### Source passage

★ ★ ★ ★ ★

Albert himself is an idle daydreamer, a blank slate on which various versions of a life story can be sketched. He reads romantic novels, and then tells a girl he is a novelist. She believes him and marries him, but her family so mistrusts him that it is only after the war that he discovers they were in the Resistance, and sheltered Allied pilots who were shot down.
Albert spends the war as a salesman, having evaded the draft. From his father-in-law he learns that to make a sale, you must determine what a customer wants to believe, and confirm it. Fleeing his first marriage after the liberation, he is penniless in Paris when he meets the Captain (Albert Dupontel), a heroic Resistance parachutist who assumed so many fake identities during the war that he perhaps lost touch with himself and identified only with his deceptions. He bluntly counsels Albert to invent a new past.

★ ★ ★ ★ ★

### Listed entries
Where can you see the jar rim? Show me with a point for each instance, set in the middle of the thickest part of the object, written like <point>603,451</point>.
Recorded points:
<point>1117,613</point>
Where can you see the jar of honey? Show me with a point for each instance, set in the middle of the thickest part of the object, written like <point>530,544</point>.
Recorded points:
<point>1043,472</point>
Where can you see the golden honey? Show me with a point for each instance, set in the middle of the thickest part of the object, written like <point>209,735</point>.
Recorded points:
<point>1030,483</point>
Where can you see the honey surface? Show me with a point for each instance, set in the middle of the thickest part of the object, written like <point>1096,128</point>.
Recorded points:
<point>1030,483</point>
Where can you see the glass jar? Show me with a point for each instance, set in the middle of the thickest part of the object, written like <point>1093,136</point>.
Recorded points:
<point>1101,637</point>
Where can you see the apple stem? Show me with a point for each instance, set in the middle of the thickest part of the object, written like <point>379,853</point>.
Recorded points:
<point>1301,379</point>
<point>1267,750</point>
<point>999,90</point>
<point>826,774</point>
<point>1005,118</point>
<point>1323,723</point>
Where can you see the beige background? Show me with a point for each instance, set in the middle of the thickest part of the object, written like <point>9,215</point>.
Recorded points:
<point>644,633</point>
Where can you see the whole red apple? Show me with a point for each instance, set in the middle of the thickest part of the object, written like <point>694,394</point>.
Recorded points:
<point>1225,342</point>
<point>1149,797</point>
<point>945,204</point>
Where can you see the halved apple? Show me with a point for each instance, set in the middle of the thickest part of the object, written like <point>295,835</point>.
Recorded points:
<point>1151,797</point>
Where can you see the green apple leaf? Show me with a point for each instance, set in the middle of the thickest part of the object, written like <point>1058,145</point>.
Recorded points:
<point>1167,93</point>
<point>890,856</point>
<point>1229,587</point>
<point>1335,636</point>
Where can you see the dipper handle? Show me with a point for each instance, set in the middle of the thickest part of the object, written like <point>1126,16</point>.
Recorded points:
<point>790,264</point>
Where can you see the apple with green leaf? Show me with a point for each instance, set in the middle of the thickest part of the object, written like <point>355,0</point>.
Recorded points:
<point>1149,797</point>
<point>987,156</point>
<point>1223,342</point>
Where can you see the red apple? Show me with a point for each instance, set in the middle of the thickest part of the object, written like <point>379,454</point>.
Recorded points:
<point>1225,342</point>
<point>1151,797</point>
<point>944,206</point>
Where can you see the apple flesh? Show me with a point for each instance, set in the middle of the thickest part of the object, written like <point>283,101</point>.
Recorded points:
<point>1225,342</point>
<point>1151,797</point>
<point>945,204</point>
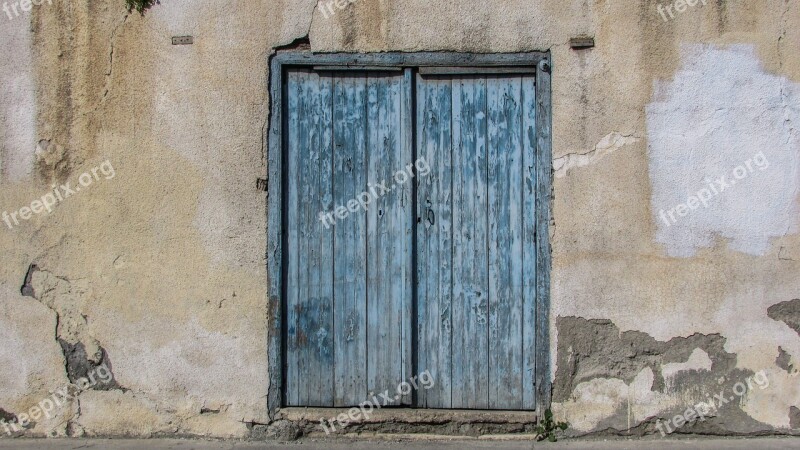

★ ★ ★ ★ ★

### Problems
(A) In the passage about Albert, what does he learn from his father-in-law about making a sale?
(B) Write the next part of the passage about Albert, picking up after its last sentence.

### The responses
(A) You must determine what a customer wants to believe, and confirm it.

(B)
This process comes easily to Albert because he has no present. Like Chance, the hero of ``Being There,'' he is such a cipher that other people see what they want. Albert studies papers on the Resistance, memorizes lists, even inserts himself into old newsreel footage. Some of his skills he learns during a period as private secretary to the enigmatic Mr. Jo, who survived the war by supplying both the Nazis and the Resistance with what they wanted. Albert, indeed, has a gift for finding those who can tutor him in deception: He even learns about the artifices of love from a prostitute.
``A Self-Made Hero'' is not an angry expose, but a bemused, cynical examination of human weakness. Not a week goes past without another story of an ambassador who invents wartime heroism, an executive who awards himself fictitious degrees, a government official who borrows someone else's childhood trauma and calls it his own. I myself have told stories so often they seem real to me, and can no longer be sure whether my friend McHugh really slapped King Constantine on the back in that hotel bar in Rome. All children tell you with great solemnity about adventures that never happened. Some children don't stop when they grow up.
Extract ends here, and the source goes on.